#### TASK DESCRIPTION
Please turn the material below into a numbered list with one entry per line, skipping blank lines. Leave the pictures out of the list.

#### TASK INPUT
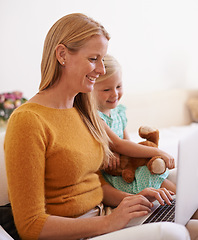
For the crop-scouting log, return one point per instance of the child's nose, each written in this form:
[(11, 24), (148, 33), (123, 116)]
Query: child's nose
[(115, 93)]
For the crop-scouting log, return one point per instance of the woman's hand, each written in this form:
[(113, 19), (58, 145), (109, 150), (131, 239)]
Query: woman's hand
[(161, 195), (114, 161), (130, 207)]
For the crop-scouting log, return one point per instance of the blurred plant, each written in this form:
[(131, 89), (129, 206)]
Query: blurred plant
[(8, 102)]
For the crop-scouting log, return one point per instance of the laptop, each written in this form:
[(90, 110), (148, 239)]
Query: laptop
[(186, 199)]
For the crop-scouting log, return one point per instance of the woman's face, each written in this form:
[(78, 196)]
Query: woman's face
[(108, 92), (85, 66)]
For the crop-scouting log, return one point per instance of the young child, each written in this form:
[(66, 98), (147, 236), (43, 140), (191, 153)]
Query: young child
[(108, 91)]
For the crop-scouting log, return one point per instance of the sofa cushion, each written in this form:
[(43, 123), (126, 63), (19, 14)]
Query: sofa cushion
[(7, 221)]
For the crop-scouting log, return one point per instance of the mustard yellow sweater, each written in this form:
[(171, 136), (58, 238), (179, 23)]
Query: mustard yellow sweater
[(51, 161)]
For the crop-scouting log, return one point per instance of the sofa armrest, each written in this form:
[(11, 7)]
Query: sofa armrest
[(4, 235)]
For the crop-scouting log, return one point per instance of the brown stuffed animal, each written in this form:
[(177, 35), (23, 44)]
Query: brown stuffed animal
[(128, 165)]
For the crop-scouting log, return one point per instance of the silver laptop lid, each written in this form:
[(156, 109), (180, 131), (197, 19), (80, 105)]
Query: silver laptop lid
[(187, 178)]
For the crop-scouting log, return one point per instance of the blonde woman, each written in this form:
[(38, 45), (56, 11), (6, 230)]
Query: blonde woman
[(54, 146)]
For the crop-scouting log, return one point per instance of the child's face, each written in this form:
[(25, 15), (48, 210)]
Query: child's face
[(108, 93)]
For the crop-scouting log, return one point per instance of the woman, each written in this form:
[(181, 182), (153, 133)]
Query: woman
[(54, 145)]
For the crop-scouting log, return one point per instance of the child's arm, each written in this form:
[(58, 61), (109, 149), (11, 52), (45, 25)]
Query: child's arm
[(129, 148), (126, 135)]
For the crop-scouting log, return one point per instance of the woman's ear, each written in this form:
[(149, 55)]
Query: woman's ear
[(61, 53)]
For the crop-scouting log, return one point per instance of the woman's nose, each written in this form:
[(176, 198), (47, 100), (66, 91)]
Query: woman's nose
[(100, 68)]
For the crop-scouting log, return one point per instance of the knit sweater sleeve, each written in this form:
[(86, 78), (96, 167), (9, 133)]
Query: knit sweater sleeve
[(25, 144)]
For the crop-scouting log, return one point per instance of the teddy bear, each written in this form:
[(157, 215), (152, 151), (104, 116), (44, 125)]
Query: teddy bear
[(128, 165)]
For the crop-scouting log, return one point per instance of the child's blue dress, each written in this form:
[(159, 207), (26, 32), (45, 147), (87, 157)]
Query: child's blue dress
[(143, 178)]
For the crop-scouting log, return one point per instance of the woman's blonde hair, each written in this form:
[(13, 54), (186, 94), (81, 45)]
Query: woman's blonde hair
[(73, 31), (112, 66)]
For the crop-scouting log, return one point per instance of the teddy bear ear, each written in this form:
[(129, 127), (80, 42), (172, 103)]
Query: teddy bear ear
[(192, 104)]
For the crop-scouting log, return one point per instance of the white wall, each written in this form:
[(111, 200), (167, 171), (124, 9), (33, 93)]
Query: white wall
[(156, 41)]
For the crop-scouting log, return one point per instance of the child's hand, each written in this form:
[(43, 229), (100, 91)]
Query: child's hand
[(114, 161), (169, 160)]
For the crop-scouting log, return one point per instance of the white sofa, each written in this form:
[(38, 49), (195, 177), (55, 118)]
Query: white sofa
[(165, 110)]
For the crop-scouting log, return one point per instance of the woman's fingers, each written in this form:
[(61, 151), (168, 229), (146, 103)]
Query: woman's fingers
[(161, 194)]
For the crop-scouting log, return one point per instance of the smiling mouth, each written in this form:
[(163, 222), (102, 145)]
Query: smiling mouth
[(113, 101), (92, 79)]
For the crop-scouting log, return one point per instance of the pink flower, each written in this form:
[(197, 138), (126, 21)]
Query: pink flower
[(9, 104)]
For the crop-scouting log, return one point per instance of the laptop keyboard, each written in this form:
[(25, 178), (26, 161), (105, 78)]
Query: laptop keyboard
[(164, 213)]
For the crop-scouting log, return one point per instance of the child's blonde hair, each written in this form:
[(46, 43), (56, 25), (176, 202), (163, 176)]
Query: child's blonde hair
[(111, 66)]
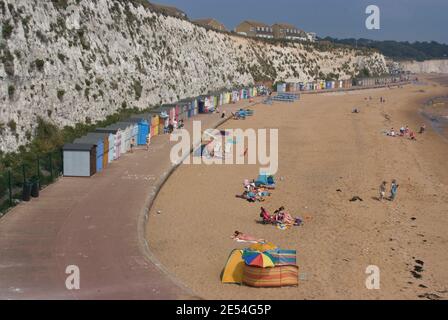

#### THE RESULT
1. For the crop-scouting log, return one point per instance of the child's nose, each written in this form:
2. [(11, 24), (148, 33), (123, 116)]
3. Query: child's nose
4. [(115, 93)]
5. For the crop-scouting log, return one point per instance of the woman's hand, each written in this form:
6. [(113, 19), (58, 145), (109, 150), (131, 239)]
7. Query: woman's hand
8. [(161, 195), (114, 161), (130, 207)]
9. For the crop-scouting log, return one point per instance of the blurred plant, each written in this form:
10. [(131, 89), (129, 206)]
11. Query: blurred plant
12. [(8, 102)]
13. For the crop-scouting log, return one point per instance of the laptop, each written in this form:
14. [(90, 110), (148, 239)]
15. Query: laptop
16. [(186, 199)]
17. For the crop-scouting log, return one point per instance of the woman's face, each written in this form:
18. [(78, 196)]
19. Query: woman's face
20. [(108, 92), (85, 66)]
21. For the crop-scouting log, return one point per instance of the young child, each written in this form:
22. [(66, 98), (147, 236), (43, 140), (191, 153)]
23. Query: young child
24. [(108, 91)]
25. For the crop-scouting log, return one point per instance of the sofa cushion, each written in this form:
26. [(43, 123), (126, 63), (19, 14)]
27. Query: sofa cushion
28. [(7, 221)]
29. For the crop-scouting log, return one point per instance of the mustard yellow sweater, each written in this form:
30. [(171, 136), (58, 238), (179, 23)]
31. Query: mustard yellow sweater
32. [(51, 161)]
33. For the crop-scouting log, return one point per instance of the sofa armrest, each written in this form:
34. [(11, 7)]
35. Query: sofa armrest
36. [(4, 235)]
37. For the crop-scouting log, return one point per instance of the brown stuffed animal, each written in this form:
38. [(177, 35), (23, 44)]
39. Query: brown stuffed animal
40. [(128, 165)]
41. For the crop-scouting log, return one point per instance of the silver laptop lid, each written in this form:
42. [(156, 109), (180, 131), (197, 19), (80, 105)]
43. Query: silver laptop lid
44. [(187, 178)]
45. For the crop-scouting log, return one point per instance of the blonde woman, each written in this form:
46. [(38, 45), (56, 11), (6, 230)]
47. Query: blonde woman
48. [(54, 146)]
49. For the crop-scouting log, return one point per instance of the child's face, each written in this form:
50. [(25, 15), (48, 210)]
51. Query: child's face
52. [(108, 93)]
53. For the crop-scouting log, return one point per instance of the woman, each written in this form:
54. [(181, 182), (153, 133)]
55. Query: woman
56. [(54, 145)]
57. For the crop-scouting log, return one point per instance of the child's arm, each written in this form:
58. [(58, 61), (109, 149), (11, 52), (45, 25)]
59. Query: child's arm
60. [(129, 148), (126, 135)]
61. For the crop-scouting log, return one point per instance of the woman's ear, each written in this form:
62. [(149, 55)]
63. Query: woman's ear
64. [(61, 53)]
65. For the crop-scouting log, return one point per instance of the woman's nose, each written in this form:
66. [(176, 198), (47, 100), (66, 91)]
67. Query: woman's nose
68. [(100, 68)]
69. For the crop-scouting log, return one point per instance of the knit sweater sleeve, each written in this form:
70. [(86, 78), (96, 167), (9, 133)]
71. Query: knit sweater sleeve
72. [(25, 144)]
73. For the crop-scouting log, return one point per instance of the teddy bear, each written in this form:
74. [(157, 215), (152, 151), (104, 116), (44, 125)]
75. Query: teddy bear
76. [(128, 165)]
77. For the crop-scouting log, return one point per instance of the child's blue dress, each written in this form:
78. [(159, 207), (26, 32), (45, 147), (87, 157)]
79. Query: child's blue dress
80. [(143, 178)]
81. For the crop-scouting log, return one point per instance of the woman's blonde hair, each written in this form:
82. [(13, 54), (186, 94), (81, 45)]
83. Query: woman's blonde hair
84. [(73, 31), (112, 66)]
85. For the crop-scouting log, return one point per instance of the teddy bear ear, each written in this form:
86. [(129, 127), (80, 42), (172, 103)]
87. Query: teddy bear ear
88. [(192, 104)]
89. For the crop-scouting log, return one point per instance of the white wall, each written in this form:
90. [(111, 200), (167, 171), (124, 9), (33, 93)]
91. Query: white wall
92. [(156, 41)]
93. For the crop-scouting log, return one point per instance of the child's hand, each written in this form:
94. [(43, 229), (100, 91)]
95. Query: child's hand
96. [(114, 161), (169, 160)]
97. For the crop-scouting log, return one point per instance of the white sofa, each written in this form:
98. [(38, 49), (195, 177), (55, 118)]
99. Query: white sofa
100. [(165, 110)]
101. For the crop-scouting log, return one point per instance of the woman's fingers, each written in this form:
102. [(61, 151), (168, 229), (146, 103)]
103. Query: woman's fingers
104. [(161, 194)]
105. For the crop-scouting log, return one point per instance of the smiling mouth, each written in this form:
106. [(163, 222), (102, 145)]
107. Query: smiling mouth
108. [(113, 101), (92, 79)]
109. For the crop-scouting log, return one point per instance of the pink flower, each written in this form:
110. [(197, 138), (126, 21)]
111. Query: pink flower
112. [(9, 104)]
113. For the crop-scouting log, return one point per instance of the laptop keyboard, each written in this form:
114. [(25, 178), (26, 161), (105, 78)]
115. Query: laptop keyboard
116. [(164, 213)]
117. For the crop-scouting log, return one point per instance of the child's blonde hair, each written in this form:
118. [(46, 43), (56, 25), (176, 202), (163, 176)]
119. Query: child's blonde hair
120. [(111, 66)]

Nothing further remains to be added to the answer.